Please also cite our paper:

Bayram Cevdet Akdeniz, Oleksandr Frei, Espen Hagen, Tahir Tekin Filiz, Sandeep Karthikeyan, Joëlle Pasman, Andreas Jangmo, Jacob Bergstedt, John R Shorter, Richard Zetterberg, Joeri Meijsen, Ida Elken Sønderby, Alfonso Buil, Martin Tesli, Yi Lu, Patrick Sullivan, Ole A Andreassen, Eivind Hovig, COSGAP: COntainerized Statistical Genetics Analysis Pipelines, Bioinformatics Advances, Volume 4, Issue 1, 2024, vbae067, <https://doi.org/10.1093/bioadv/vbae067>

Bibtex format:

@article{10.1093/bioadv/vbae067,
    author = {Akdeniz, Bayram Cevdet and Frei, Oleksandr and Hagen, Espen and Filiz, Tahir Tekin and Karthikeyan, Sandeep and Pasman, Joëlle and Jangmo, Andreas and Bergstedt, Jacob and Shorter, John R and Zetterberg, Richard and Meijsen, Joeri and Sønderby, Ida Elken and Buil, Alfonso and Tesli, Martin and Lu, Yi and Sullivan, Patrick and Andreassen, Ole A and Hovig, Eivind},
    title = {COSGAP: COntainerized Statistical Genetics Analysis Pipelines},
    journal = {Bioinformatics Advances},
    volume = {4},
    number = {1},
    pages = {vbae067},
    year = {2024},
    month = {05},
    abstract = {The collection and analysis of sensitive data in large-scale consortia for statistical genetics is hampered by multiple challenges, due to their non-shareable nature. Time-consuming issues in installing software frequently arise due to different operating systems, software dependencies, and limited internet access. For federated analysis across sites, it can be challenging to resolve different problems, including format requirements, data wrangling, setting up analysis on high-performance computing (HPC) facilities, etc. Easier, more standardized, automated protocols and pipelines can be solutions to overcome these issues. We have developed one such solution for statistical genetic data analysis using software container technologies. This solution, named COSGAP: “COntainerized Statistical Genetics Analysis Pipelines,” consists of already established software tools placed into Singularity containers, alongside corresponding code and instructions on how to perform statistical genetic analyses, such as genome-wide association studies, polygenic scoring, LD score regression, Gaussian Mixture Models, and gene-set analysis. Using provided helper scripts written in Python, users can obtain auto-generated scripts to conduct the desired analysis either on HPC facilities or on a personal computer. COSGAP is actively being applied by users from different countries and projects to conduct genetic data analyses without spending much effort on software installation, converting data formats, and other technical requirements.COSGAP is freely available on GitHub (https://github.com/comorment/containers) under the GPLv3 license.},
    issn = {2635-0041},
    doi = {10.1093/bioadv/vbae067},
    url = {https://doi.org/10.1093/bioadv/vbae067},
    eprint = {https://academic.oup.com/bioinformaticsadvances/article-pdf/4/1/vbae067/57955150/vbae067.pdf},
}

Note that this project is now renamed "COSGAP", and that the citation info has been updated accordingly.

EXERCISE DATA »
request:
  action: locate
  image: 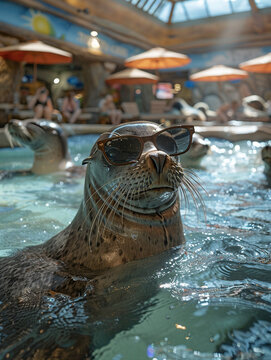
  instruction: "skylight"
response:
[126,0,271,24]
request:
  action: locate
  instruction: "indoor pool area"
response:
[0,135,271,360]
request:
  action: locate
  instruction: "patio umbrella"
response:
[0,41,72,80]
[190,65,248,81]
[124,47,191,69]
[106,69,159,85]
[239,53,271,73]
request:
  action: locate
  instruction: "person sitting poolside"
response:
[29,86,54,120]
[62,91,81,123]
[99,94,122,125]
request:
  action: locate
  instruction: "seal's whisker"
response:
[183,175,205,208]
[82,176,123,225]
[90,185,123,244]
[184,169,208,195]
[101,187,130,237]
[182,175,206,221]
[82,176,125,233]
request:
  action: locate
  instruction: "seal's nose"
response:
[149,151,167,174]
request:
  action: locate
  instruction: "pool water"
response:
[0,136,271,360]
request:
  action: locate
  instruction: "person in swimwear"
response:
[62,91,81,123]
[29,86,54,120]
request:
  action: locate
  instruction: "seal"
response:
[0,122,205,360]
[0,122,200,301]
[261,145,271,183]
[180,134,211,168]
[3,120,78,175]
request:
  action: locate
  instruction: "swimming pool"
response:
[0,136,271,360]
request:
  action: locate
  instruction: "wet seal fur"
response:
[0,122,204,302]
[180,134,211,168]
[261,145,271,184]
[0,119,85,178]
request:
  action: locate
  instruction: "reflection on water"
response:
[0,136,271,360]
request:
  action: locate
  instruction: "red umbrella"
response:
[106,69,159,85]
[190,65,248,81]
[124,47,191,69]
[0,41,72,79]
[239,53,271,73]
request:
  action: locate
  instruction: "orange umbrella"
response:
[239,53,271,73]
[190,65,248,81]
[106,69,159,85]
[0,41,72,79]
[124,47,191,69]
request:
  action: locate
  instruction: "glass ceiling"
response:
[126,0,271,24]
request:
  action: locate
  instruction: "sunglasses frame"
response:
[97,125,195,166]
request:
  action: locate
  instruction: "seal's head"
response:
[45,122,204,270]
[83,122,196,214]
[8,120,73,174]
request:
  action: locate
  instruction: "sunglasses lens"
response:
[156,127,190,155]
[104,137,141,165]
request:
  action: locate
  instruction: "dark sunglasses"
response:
--
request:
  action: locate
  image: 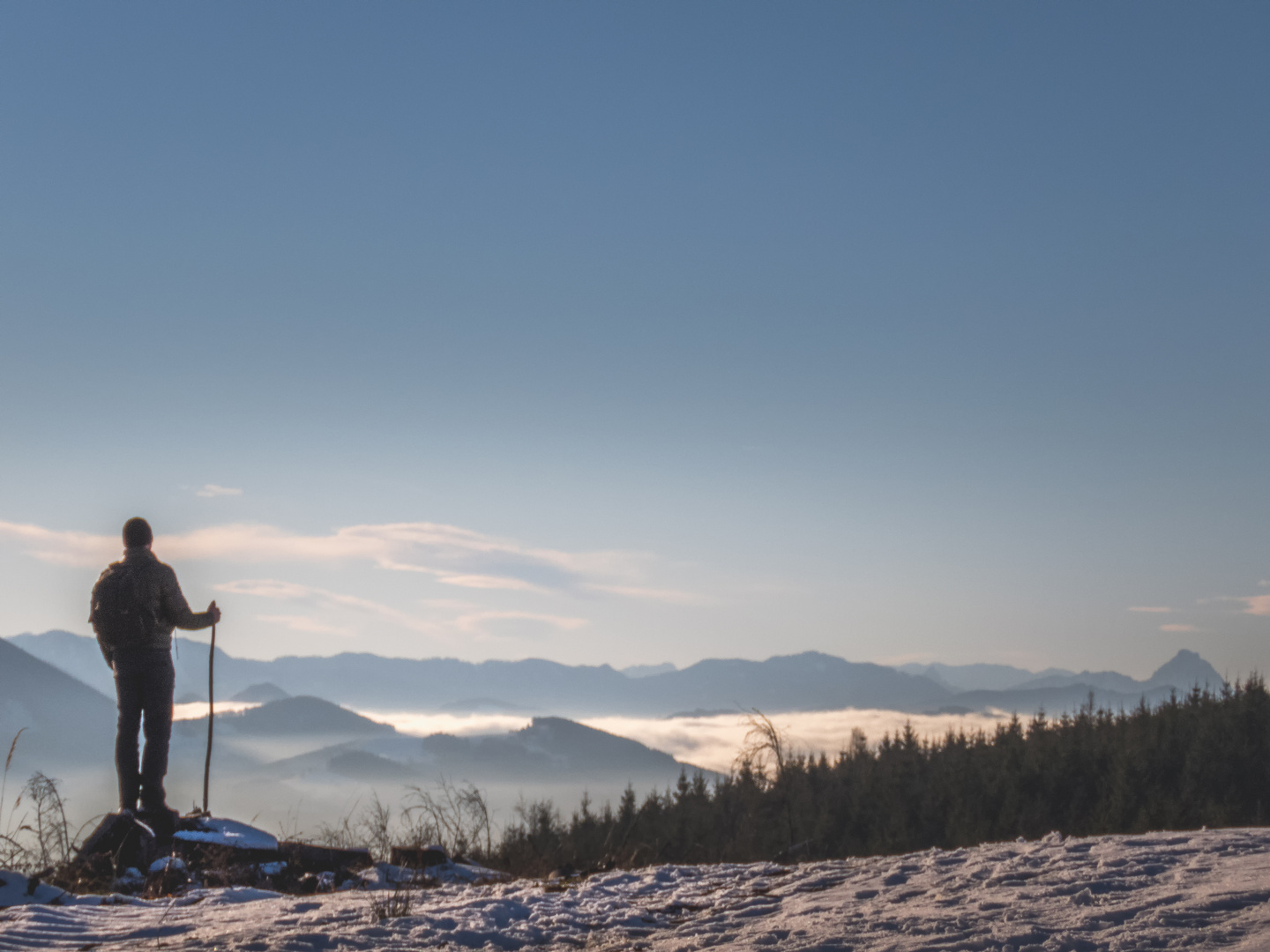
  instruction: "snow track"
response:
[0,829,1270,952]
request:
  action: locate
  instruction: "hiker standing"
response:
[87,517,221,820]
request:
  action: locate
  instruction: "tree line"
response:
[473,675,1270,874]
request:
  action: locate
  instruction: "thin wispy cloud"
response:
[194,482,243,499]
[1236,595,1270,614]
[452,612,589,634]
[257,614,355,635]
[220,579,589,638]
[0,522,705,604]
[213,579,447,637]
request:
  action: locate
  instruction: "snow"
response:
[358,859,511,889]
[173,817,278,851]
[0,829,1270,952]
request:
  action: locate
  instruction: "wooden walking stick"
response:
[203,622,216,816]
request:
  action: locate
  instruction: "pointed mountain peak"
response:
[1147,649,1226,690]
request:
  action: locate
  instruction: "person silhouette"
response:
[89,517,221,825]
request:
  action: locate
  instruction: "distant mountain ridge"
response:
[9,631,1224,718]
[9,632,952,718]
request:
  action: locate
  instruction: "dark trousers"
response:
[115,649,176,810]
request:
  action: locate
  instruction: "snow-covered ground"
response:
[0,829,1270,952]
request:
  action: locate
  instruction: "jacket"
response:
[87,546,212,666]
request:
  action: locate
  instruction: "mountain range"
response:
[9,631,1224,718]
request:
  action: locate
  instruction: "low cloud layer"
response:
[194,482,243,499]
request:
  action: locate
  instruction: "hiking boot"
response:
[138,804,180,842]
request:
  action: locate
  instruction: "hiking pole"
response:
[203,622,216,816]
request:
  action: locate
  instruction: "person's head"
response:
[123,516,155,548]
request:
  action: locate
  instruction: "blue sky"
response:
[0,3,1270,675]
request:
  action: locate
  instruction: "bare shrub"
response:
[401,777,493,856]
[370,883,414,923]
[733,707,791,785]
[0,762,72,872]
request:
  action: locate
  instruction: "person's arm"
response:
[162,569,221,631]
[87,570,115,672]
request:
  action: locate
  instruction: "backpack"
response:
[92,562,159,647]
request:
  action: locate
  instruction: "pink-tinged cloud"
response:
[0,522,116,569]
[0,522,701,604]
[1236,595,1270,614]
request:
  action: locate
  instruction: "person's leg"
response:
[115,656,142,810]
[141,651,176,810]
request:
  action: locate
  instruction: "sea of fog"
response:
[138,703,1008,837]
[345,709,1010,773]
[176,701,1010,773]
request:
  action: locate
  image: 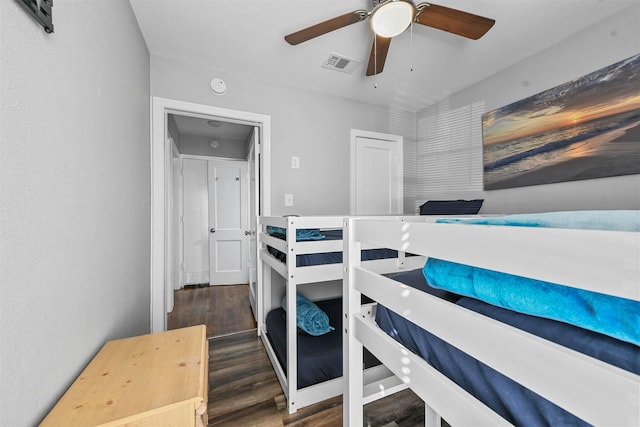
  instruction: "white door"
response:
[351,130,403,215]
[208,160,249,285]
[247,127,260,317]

TASK STATEMENT » Continue the COSGAP citation text above, picking up after its final sentence.

REPLY TO THE EXERCISE »
Installation

Please confer the INSTALL.md file for installation instructions.

Legacy

Earlier versions (prior to April 2021) of all containers and reference data were distributed via Google Drive. This is no longer the case, the folder on Google Drive is no longer maintained. All containers and reference data are released through this repository.

Source files

The source files for configuring and building the container files provided here are found in the docker directory. See the corresponding README file therein for details.

Documentation build instructions

The online documentation hosted at cosgap.rtfd.io can be built locally using Sphinx in a conda environment as

cd sphinx-docs/source  # documentation source/config directory
conda env create -f environment.yml  # creates environment "sphinx"
conda activate sphinx
make html  # make html-documentation in $PWD/_build/html/

The resulting file(s) $PWD/_build/html/index.html can be viewed in any web browser. In order to make a pdf with the documentation, issue

make pdflatex

and open $PWD/_build/latex/cosgap.pdf in a pdf viewer.